## Supplied material
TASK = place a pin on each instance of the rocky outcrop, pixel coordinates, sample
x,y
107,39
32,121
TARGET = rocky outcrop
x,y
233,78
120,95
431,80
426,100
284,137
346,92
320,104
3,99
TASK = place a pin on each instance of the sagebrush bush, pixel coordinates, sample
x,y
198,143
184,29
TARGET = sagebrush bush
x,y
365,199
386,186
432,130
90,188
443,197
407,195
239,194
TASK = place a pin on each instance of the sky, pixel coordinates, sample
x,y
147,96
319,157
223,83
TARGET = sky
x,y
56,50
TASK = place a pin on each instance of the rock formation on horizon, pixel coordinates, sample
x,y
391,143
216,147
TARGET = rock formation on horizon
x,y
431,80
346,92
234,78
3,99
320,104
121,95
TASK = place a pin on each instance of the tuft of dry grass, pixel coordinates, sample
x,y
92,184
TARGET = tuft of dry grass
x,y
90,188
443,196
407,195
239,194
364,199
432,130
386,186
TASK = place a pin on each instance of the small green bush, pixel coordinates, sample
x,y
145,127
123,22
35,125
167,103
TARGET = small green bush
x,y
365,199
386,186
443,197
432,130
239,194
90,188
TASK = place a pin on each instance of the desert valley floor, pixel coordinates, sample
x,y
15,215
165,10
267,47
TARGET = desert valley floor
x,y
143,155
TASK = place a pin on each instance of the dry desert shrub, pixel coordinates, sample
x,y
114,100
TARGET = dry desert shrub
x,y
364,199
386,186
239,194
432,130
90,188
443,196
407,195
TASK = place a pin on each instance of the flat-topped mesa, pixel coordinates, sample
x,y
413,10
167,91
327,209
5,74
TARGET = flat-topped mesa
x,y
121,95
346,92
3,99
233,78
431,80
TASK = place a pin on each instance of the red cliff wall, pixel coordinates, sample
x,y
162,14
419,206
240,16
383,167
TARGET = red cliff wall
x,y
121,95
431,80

## Exercise details
All of the records need to be transcribed exactly.

## Output of the task
TASK = place a pin on each instance of the rocky outcrop, pixel coordinates, sample
x,y
107,39
32,121
TARGET = rocky outcrop
x,y
233,78
120,95
431,80
426,100
284,137
346,92
320,104
3,99
TASK = place a pin on each instance of the sagebrush bush, pixel coordinates, sample
x,y
198,143
184,29
TARGET = sagebrush bush
x,y
365,199
386,186
432,130
90,188
443,197
407,195
239,194
TASK = place a pin on each instance of the sky, pixel coordinates, sample
x,y
147,96
319,157
223,83
TARGET = sky
x,y
56,50
TASK = place a pin on each instance of the rock formation on horizon, pixel coordinates, sample
x,y
391,143
216,147
TARGET = rock formation on horizon
x,y
431,80
346,92
234,78
3,99
320,104
121,95
TASK = place a pin on each instance of the tuft of dry grass, pixel coordinates, sample
x,y
92,184
TARGET = tuft of dry grass
x,y
90,188
443,196
407,195
239,194
364,199
432,130
386,186
TASK = place a pin on each instance of the small green bush, pixel coordinates, sample
x,y
145,127
123,22
35,125
167,103
TARGET = small green bush
x,y
365,199
386,186
443,197
432,130
239,194
90,188
TASK = place a pin on each instance of the desert valley floor, pixel coordinates, sample
x,y
15,215
165,10
267,47
TARGET = desert valley floor
x,y
143,155
TASK = place a pin on each instance of the dry desert shrub, pixel coordinates, sample
x,y
114,100
TARGET = dry desert shrub
x,y
364,199
386,186
239,194
432,130
90,188
443,196
407,195
TASK = place a pin on each instance of the flat-topped mesa, pixel coordinates, sample
x,y
413,10
167,91
327,209
5,74
TARGET = flat-topped mesa
x,y
121,95
346,92
3,99
233,78
431,80
TASK = place a pin on each instance of the red cliff wall, pixel coordinates, sample
x,y
162,14
419,206
240,16
383,167
TARGET = red cliff wall
x,y
121,95
431,80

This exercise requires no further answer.